Set of tasks>
(A) From the German budget review assessment, list the three settings within which, according to it, the tradition of financial scrutiny should be balanced with attention to non-financial outputs.
(B) Write the next portion of the German budget review assessment, beginning after its final sentence.

Passage provided>
>> Begin

3.4. Resource allocation and prioritisation: Summary assessment
As indicated above, the use of performance information in the budget process within
Germany is at an under-developed stage relative to other OECD countries, although reform
processes are moving in the direction of a presentational approach with which
parliamentarians can feel comfortable. As outlined in Section 6, parliament has an intimate
engagement with the details of the financial allocations during the budgetary phase, and
in the past that institution has been resistant to changes that would alter this familiar
relationship. If the budget process is to serve the interests of citizens in promoting
transparency and efficiency regarding the use of financial inputs, it is necessary that the
strong tradition of financial scrutiny be balanced – within the Federal Ministry of Finance,
within line ministries and within parliament – with attention to the nature and quality of
the corresponding non-financial outputs.
Given the strong autonomy of ministries under Article 65 of the Basic Law, it is not
necessarily within the power of the Federal Ministry of Finance to devise national
programme-based or performance-related frameworks whereby to structure the financial
information, or to impose them within the budget document. However, the reform course
upon which the Federal Ministry of Finance has embarked holds promise that the value of
targeted performance information can prove its worth to parliamentarians, and that
progress towards a modern performance-informed budgeting system can be advanced. A
collective government-wide impetus towards greater transparency on these fronts, and


BUDGET REVIEW: GERMANY
OECD JOURNAL ON BUDGETING – VOLUME 2014/2 © OECD 2015
41
support from the Federal Chancellery, would also be effective in overcoming bureaucratic
resistance from within line ministries.

>> End

Material provided>
>> Begin

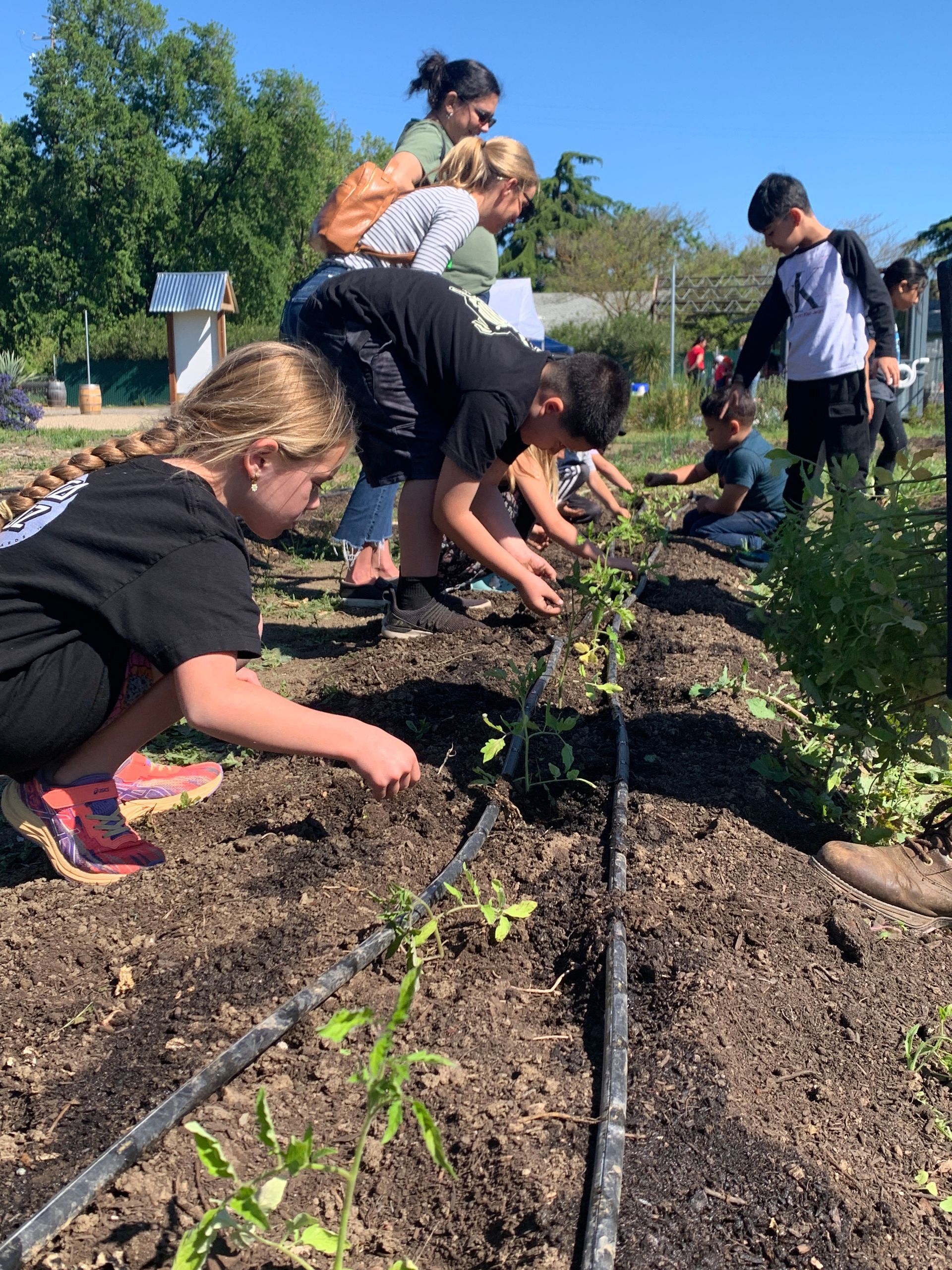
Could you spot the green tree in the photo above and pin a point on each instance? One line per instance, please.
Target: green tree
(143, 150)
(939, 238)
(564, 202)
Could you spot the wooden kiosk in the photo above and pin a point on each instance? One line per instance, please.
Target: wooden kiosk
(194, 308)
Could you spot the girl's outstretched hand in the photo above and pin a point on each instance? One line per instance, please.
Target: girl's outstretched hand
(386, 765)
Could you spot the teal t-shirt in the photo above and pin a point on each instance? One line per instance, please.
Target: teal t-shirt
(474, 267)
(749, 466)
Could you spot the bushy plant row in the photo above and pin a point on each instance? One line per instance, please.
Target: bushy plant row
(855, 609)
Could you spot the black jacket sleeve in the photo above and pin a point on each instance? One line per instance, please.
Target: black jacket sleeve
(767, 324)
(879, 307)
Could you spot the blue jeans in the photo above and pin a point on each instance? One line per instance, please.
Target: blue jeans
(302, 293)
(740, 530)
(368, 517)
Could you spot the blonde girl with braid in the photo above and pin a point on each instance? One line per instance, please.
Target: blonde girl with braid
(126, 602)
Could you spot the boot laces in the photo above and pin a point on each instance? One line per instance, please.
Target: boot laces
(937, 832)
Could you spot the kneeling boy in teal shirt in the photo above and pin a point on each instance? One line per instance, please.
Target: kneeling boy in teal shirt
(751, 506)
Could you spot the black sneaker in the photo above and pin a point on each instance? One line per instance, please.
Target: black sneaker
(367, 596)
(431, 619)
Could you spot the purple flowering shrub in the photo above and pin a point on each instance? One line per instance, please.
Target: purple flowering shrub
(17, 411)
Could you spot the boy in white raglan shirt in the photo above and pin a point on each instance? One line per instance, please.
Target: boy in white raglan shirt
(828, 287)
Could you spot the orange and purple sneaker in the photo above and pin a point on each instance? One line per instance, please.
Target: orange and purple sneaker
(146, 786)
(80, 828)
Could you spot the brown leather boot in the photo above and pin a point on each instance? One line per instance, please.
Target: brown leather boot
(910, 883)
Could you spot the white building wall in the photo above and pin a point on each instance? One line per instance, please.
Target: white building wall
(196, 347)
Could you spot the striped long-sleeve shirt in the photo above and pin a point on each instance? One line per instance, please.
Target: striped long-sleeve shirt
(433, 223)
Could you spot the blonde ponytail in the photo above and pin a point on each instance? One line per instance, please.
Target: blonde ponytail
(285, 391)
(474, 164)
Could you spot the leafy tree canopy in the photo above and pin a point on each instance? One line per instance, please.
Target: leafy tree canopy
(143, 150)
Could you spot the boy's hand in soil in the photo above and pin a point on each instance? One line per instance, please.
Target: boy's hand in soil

>> End
>> Begin

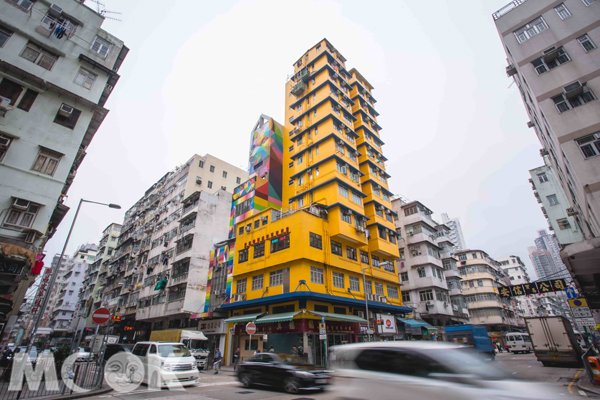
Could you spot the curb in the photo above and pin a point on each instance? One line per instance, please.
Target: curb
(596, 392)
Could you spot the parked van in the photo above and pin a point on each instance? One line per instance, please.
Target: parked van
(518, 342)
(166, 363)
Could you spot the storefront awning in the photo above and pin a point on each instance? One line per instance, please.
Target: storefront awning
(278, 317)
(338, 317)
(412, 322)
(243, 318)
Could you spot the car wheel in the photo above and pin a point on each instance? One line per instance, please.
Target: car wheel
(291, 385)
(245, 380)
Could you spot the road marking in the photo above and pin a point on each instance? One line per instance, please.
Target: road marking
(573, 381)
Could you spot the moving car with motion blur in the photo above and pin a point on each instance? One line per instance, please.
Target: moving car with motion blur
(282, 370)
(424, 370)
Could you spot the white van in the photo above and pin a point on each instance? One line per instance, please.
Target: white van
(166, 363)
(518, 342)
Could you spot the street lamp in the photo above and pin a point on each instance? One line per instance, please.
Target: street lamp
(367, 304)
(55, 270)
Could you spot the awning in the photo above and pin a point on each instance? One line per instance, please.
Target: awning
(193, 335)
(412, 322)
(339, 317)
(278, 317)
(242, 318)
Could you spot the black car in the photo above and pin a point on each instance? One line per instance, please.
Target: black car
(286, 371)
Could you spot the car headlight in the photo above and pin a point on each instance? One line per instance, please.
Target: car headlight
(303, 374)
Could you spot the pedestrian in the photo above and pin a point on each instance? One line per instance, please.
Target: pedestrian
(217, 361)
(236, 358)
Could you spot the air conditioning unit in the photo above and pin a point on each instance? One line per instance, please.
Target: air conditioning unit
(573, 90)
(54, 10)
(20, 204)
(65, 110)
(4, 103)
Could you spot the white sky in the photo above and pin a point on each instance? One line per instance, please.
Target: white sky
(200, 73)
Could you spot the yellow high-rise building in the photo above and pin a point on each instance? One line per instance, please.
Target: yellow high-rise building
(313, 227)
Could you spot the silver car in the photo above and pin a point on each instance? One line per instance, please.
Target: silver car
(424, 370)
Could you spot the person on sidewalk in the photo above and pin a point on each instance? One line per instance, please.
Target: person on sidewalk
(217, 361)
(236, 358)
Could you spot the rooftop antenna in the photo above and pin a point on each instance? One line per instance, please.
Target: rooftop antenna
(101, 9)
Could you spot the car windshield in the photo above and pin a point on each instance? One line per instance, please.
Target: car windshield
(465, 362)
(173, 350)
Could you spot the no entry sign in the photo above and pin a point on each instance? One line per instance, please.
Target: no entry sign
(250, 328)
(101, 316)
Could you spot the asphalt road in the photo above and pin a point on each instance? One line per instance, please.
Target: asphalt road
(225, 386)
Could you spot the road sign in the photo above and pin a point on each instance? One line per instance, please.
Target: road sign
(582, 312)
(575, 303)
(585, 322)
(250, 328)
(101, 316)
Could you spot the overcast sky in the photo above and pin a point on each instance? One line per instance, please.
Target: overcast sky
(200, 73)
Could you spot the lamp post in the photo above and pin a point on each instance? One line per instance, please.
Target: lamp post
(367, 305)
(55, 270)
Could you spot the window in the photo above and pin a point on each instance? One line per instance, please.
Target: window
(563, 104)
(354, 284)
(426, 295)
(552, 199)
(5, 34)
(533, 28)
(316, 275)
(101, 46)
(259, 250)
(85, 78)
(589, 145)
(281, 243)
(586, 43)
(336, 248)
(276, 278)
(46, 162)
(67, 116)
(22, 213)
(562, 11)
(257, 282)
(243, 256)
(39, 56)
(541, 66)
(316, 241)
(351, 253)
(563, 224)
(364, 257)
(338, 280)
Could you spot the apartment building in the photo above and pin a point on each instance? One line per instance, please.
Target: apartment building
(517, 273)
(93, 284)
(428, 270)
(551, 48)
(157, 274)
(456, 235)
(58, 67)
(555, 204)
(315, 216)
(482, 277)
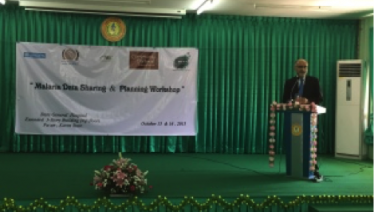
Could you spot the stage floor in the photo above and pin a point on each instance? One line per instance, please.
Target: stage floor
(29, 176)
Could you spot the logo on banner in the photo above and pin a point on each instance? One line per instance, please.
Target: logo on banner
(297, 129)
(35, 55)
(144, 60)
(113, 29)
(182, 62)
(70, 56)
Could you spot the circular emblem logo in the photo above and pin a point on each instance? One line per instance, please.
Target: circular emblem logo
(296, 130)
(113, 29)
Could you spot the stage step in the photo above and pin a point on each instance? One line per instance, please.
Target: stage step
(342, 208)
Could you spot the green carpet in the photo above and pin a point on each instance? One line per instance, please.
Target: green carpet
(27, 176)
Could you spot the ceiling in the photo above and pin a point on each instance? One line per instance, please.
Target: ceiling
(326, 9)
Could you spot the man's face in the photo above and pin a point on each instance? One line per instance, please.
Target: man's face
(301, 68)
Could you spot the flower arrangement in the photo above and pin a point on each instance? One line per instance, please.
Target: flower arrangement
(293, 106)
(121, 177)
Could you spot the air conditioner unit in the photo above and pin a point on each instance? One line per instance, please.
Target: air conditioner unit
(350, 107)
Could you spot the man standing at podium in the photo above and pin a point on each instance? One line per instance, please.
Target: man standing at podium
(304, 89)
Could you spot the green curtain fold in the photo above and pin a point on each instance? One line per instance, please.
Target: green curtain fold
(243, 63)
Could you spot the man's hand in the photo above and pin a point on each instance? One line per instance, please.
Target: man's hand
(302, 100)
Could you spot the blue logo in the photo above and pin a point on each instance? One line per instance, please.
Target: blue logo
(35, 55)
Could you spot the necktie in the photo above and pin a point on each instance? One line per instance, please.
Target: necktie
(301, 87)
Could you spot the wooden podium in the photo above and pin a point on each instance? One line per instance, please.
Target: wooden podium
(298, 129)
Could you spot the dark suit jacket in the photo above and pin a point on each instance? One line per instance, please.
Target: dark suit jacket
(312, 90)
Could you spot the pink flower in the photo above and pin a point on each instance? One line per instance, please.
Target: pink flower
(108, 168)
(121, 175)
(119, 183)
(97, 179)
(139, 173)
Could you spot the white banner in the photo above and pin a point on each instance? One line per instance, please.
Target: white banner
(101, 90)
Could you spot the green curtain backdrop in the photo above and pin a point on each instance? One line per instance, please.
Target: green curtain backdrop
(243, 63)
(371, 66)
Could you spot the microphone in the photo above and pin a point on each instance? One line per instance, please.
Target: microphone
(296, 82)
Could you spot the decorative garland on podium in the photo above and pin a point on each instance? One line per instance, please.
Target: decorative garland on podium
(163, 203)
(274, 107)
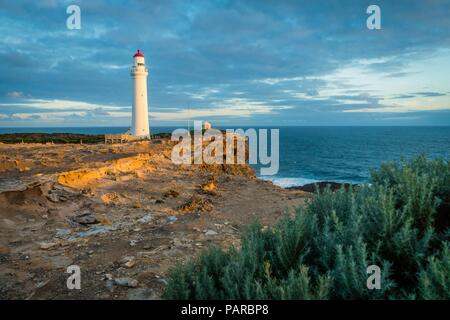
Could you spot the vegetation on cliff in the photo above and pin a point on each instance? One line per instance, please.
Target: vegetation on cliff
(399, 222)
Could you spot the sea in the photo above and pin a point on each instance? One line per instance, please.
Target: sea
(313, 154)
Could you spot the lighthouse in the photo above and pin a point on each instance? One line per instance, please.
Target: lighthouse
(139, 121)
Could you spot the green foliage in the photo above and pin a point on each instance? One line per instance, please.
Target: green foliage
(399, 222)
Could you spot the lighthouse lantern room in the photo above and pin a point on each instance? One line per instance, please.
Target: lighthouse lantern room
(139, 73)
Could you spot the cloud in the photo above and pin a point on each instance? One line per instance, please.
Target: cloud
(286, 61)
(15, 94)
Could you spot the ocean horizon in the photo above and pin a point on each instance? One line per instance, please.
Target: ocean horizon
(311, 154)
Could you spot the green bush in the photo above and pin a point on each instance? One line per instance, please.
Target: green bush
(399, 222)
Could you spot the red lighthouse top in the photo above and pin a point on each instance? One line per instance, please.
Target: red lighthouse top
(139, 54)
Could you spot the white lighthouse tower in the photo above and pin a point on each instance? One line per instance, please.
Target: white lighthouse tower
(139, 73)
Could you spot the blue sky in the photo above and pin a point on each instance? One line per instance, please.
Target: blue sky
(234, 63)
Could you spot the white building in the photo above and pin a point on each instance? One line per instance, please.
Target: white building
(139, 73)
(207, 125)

>> End

Answers by task>
(A)
- The Federal Ministry of Finance
- Line ministries
- Parliament

(B)
It can certainly be argued that the marked autonomy enjoyed by line ministries and
executive agencies should properly be matched with greater performance management
capacity to demonstrate that resources are being used effectively and efficiently. Experience
across the OECD indicates that efficiencies are most readily realised at the levels of line
administration and implementation. The work of the Federal Court of Auditors, which is the
chief independent resource for identifying inefficiencies, could also be developed more
systematically within the management information systems of ministries and their agencies
with a view to highlighting good and bad performance (see Section 4.2).
Any reform of the budgetary framework needs to take into account the strength of the
line departments and the support they receive from their respective parliamentary
committees. A number of countries, notably in Scandinavia, emphasise a “bottom-up”
approach to performance information that may be relevant for Germany. In addition, the
UK has increasingly emphasised the need for line ministry support for the use of
performance information and in the Netherlands, the direct link between funding and
performance has been downplayed. There should consequently be good examples that
Germany can take inspiration from.
In countries that emphasise a bottom up approach relatively few mandatory rules for
the use of performance information in the budget process have been set, as is the case in
Germany. Instead the emphasis has been on setting an overall framework in the sense of
requiring a few performance measures in the budget documentation and an annual report.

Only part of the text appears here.